WHAT YOU HAVE TO DO: For the entries that follow, restate word for word the line containing "Target: farm equipment in lot", the line containing "green combine harvester.", and every line that lies between them.

EXERCISE MATERIAL:
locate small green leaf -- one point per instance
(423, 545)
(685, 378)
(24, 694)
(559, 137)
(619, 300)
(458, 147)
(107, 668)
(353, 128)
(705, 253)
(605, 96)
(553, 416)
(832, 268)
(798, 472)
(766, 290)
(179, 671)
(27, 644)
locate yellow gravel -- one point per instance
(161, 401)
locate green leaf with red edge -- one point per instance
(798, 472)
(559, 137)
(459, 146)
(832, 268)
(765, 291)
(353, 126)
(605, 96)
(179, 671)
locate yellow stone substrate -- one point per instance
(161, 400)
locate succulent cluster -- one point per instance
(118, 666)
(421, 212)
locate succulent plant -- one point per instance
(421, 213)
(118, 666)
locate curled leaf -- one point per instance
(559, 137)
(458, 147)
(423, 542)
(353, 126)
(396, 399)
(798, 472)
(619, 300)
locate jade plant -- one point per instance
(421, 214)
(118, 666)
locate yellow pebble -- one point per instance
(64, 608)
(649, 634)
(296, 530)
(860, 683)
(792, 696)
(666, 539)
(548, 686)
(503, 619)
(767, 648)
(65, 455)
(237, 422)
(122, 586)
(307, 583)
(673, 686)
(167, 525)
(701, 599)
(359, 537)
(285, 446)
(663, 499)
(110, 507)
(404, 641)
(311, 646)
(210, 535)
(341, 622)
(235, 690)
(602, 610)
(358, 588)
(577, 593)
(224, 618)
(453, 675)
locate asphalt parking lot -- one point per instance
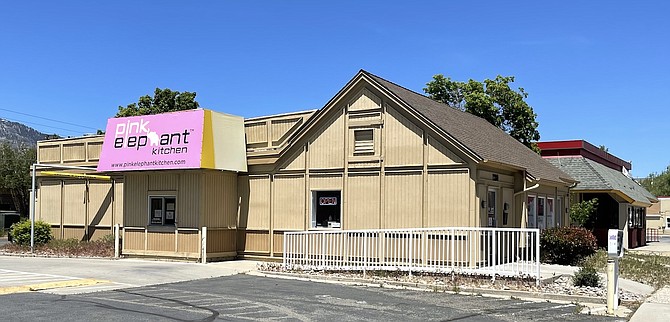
(246, 297)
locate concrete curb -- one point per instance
(525, 295)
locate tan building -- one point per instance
(658, 215)
(375, 156)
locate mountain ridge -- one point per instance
(18, 134)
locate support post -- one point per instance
(203, 245)
(612, 285)
(32, 213)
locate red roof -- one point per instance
(582, 148)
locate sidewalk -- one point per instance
(657, 306)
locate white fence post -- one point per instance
(203, 245)
(117, 237)
(365, 252)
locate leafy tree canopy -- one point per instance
(658, 183)
(492, 100)
(163, 101)
(582, 213)
(15, 175)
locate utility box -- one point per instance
(7, 218)
(615, 243)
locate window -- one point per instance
(559, 211)
(541, 223)
(531, 212)
(550, 212)
(162, 210)
(364, 142)
(326, 209)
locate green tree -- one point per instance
(15, 175)
(493, 100)
(658, 183)
(164, 100)
(582, 213)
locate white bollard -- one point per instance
(117, 238)
(203, 243)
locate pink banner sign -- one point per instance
(151, 142)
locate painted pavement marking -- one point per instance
(19, 282)
(197, 302)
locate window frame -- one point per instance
(165, 221)
(364, 147)
(313, 210)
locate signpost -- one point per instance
(614, 252)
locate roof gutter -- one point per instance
(535, 186)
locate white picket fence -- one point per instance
(463, 250)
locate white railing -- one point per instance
(465, 250)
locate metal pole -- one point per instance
(32, 212)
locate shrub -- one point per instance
(20, 232)
(586, 276)
(566, 245)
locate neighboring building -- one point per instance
(622, 202)
(375, 156)
(658, 214)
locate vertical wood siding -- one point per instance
(326, 182)
(281, 127)
(133, 239)
(50, 202)
(189, 199)
(118, 202)
(96, 233)
(188, 242)
(220, 202)
(74, 207)
(135, 200)
(256, 132)
(403, 200)
(93, 151)
(74, 152)
(363, 202)
(49, 153)
(74, 232)
(163, 181)
(447, 199)
(325, 151)
(289, 202)
(254, 241)
(403, 141)
(254, 202)
(221, 240)
(296, 161)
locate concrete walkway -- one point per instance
(657, 306)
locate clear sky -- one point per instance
(594, 70)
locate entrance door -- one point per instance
(492, 207)
(326, 209)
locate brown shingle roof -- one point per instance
(484, 139)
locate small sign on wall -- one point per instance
(328, 201)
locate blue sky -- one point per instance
(594, 70)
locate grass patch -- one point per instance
(103, 247)
(650, 269)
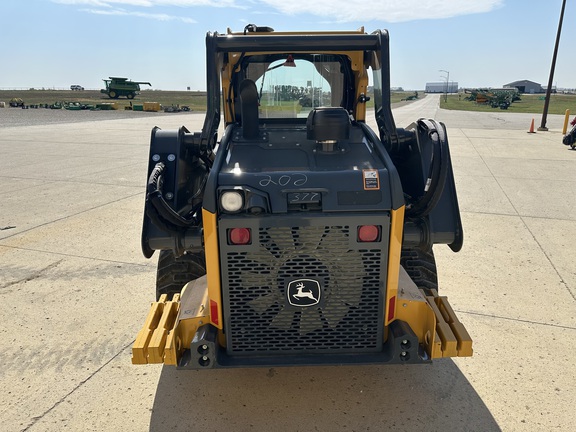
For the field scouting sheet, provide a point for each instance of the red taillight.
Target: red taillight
(214, 312)
(391, 308)
(239, 236)
(368, 233)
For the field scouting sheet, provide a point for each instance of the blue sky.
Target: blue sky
(56, 43)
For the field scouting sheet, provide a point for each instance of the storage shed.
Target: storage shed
(526, 86)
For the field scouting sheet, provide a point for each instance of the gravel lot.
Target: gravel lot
(14, 117)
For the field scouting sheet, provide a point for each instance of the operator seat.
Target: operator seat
(249, 109)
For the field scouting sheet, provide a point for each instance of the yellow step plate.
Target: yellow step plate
(455, 340)
(151, 340)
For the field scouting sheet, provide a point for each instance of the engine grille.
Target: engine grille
(260, 282)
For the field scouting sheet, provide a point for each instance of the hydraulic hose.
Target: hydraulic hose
(437, 172)
(161, 208)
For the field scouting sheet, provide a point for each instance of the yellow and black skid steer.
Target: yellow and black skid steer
(301, 236)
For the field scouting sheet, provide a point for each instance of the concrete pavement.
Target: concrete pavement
(74, 290)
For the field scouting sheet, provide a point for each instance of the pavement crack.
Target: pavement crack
(517, 320)
(35, 419)
(33, 276)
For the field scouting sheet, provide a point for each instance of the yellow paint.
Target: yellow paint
(566, 120)
(212, 261)
(394, 252)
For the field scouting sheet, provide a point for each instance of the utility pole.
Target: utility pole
(549, 88)
(447, 80)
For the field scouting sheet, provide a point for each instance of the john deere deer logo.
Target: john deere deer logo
(303, 292)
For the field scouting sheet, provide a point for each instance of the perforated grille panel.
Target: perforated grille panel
(304, 290)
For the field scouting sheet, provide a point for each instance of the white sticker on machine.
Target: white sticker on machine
(371, 179)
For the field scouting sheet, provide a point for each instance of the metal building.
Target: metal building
(442, 87)
(526, 86)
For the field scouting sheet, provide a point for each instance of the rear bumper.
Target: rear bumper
(178, 333)
(205, 353)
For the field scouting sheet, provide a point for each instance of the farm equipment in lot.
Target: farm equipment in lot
(301, 236)
(116, 87)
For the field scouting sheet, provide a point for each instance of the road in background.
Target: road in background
(74, 291)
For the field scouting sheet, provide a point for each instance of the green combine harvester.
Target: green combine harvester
(116, 87)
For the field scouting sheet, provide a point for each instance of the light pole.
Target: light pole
(447, 80)
(549, 88)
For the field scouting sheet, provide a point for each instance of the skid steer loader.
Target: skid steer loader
(300, 236)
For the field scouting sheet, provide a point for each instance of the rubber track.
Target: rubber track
(421, 267)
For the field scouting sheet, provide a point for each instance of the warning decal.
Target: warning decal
(371, 179)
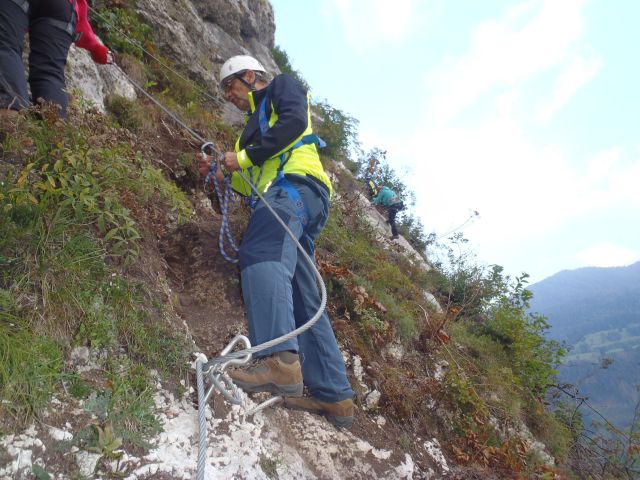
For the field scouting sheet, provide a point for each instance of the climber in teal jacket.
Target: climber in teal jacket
(388, 199)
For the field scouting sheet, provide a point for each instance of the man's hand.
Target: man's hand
(231, 161)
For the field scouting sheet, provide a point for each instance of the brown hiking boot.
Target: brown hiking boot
(339, 413)
(279, 374)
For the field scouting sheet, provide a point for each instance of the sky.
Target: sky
(527, 112)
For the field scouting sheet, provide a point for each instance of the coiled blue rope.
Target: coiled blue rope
(224, 200)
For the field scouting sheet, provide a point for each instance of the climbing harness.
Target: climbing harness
(294, 196)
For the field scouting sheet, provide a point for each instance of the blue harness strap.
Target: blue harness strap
(296, 200)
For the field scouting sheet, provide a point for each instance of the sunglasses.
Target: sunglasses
(226, 83)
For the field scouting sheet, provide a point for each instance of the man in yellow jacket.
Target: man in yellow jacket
(278, 152)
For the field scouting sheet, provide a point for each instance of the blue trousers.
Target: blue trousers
(280, 291)
(49, 46)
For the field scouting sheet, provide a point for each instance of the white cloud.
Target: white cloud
(608, 255)
(367, 23)
(530, 38)
(578, 73)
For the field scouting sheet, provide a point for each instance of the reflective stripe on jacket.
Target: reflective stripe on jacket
(289, 115)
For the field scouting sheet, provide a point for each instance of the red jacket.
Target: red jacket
(88, 39)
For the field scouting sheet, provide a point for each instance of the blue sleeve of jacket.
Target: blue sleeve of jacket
(289, 99)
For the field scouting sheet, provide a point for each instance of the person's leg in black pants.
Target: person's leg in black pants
(49, 49)
(13, 83)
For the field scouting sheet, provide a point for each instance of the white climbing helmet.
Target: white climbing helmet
(239, 63)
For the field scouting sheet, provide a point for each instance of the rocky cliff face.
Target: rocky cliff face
(197, 34)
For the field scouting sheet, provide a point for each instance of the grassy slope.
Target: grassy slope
(81, 203)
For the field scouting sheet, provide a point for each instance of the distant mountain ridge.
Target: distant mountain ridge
(596, 311)
(587, 300)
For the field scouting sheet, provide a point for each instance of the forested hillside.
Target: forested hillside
(597, 312)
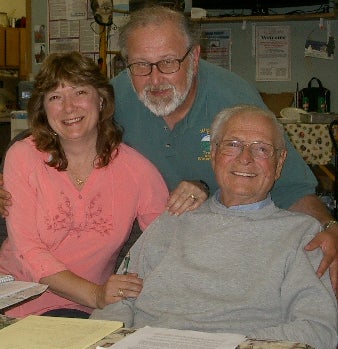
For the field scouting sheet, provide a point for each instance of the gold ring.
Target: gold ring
(193, 197)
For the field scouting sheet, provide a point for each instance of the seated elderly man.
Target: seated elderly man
(236, 264)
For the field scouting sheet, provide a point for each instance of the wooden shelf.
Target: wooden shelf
(269, 18)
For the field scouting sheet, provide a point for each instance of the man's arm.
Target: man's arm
(327, 240)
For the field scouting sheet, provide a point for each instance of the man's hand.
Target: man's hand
(117, 288)
(5, 198)
(327, 240)
(186, 197)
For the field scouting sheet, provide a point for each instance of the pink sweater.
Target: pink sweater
(54, 227)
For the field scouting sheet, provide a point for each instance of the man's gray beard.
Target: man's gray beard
(164, 108)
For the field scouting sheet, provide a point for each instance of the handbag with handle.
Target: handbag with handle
(315, 98)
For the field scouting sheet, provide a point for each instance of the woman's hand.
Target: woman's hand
(186, 197)
(118, 287)
(327, 240)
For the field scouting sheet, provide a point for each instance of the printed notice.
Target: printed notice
(273, 61)
(156, 338)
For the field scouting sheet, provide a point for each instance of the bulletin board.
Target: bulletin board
(72, 27)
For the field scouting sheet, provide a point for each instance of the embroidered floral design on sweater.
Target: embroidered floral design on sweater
(64, 223)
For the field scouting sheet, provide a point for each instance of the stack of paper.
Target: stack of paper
(41, 332)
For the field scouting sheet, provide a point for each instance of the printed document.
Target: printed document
(159, 338)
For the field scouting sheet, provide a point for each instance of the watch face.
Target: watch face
(102, 11)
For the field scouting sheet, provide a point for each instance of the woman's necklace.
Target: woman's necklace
(79, 181)
(82, 173)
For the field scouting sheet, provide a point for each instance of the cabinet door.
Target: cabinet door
(2, 47)
(23, 68)
(12, 47)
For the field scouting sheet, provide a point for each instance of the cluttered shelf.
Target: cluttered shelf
(267, 18)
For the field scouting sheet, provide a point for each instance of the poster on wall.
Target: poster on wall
(273, 59)
(216, 45)
(73, 27)
(39, 43)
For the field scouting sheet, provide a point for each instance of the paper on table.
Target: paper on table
(41, 332)
(158, 338)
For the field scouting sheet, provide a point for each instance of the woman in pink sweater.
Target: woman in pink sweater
(76, 191)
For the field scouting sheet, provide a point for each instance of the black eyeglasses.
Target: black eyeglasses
(165, 66)
(259, 150)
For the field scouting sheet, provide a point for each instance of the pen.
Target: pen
(126, 263)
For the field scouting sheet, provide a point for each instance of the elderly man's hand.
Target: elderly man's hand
(186, 197)
(4, 198)
(327, 240)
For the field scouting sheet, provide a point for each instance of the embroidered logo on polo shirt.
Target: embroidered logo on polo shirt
(205, 145)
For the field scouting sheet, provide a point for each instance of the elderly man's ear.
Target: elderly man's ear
(280, 163)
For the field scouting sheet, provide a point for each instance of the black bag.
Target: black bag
(315, 99)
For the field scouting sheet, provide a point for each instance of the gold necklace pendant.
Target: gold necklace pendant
(79, 181)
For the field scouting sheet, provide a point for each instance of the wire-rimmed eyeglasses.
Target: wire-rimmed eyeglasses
(165, 66)
(258, 149)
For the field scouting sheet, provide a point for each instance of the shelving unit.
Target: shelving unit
(269, 18)
(223, 19)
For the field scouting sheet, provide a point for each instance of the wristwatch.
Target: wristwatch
(329, 224)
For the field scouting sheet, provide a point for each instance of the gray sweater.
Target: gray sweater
(222, 270)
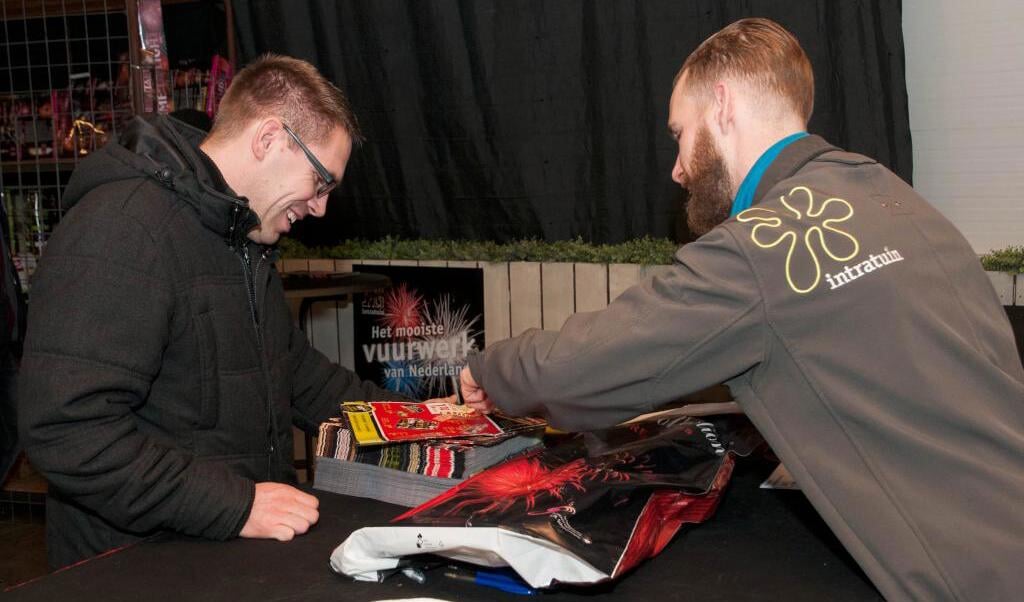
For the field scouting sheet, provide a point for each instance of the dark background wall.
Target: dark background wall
(505, 119)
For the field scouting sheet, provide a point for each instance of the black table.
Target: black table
(761, 545)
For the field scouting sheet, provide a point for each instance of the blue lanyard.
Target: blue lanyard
(745, 195)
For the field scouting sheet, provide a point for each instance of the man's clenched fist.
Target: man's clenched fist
(280, 512)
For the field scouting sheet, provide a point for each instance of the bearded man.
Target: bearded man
(850, 319)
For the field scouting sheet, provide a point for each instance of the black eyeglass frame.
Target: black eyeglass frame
(330, 182)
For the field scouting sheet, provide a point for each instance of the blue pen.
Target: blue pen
(505, 582)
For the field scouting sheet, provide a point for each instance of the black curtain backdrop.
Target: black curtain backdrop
(508, 119)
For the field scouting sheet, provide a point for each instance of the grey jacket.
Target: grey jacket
(162, 372)
(856, 328)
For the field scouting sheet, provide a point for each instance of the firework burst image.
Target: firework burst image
(457, 332)
(413, 337)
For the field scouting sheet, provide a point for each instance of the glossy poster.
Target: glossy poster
(414, 337)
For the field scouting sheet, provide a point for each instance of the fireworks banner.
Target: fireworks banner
(588, 510)
(414, 337)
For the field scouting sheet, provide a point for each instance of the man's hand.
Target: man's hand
(280, 512)
(473, 393)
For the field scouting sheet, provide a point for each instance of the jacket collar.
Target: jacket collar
(790, 161)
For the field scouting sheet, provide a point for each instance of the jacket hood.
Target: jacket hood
(165, 151)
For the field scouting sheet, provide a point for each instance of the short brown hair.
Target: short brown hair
(759, 51)
(291, 89)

EXERCISE OUTPUT:
Target: farm equipment in lot
(301, 236)
(116, 87)
For the field scouting sheet, provide a point for each instance of the road in background.
Target: road in background
(74, 291)
For the field scouting sheet, provide a point for each instance of the green combine harvester.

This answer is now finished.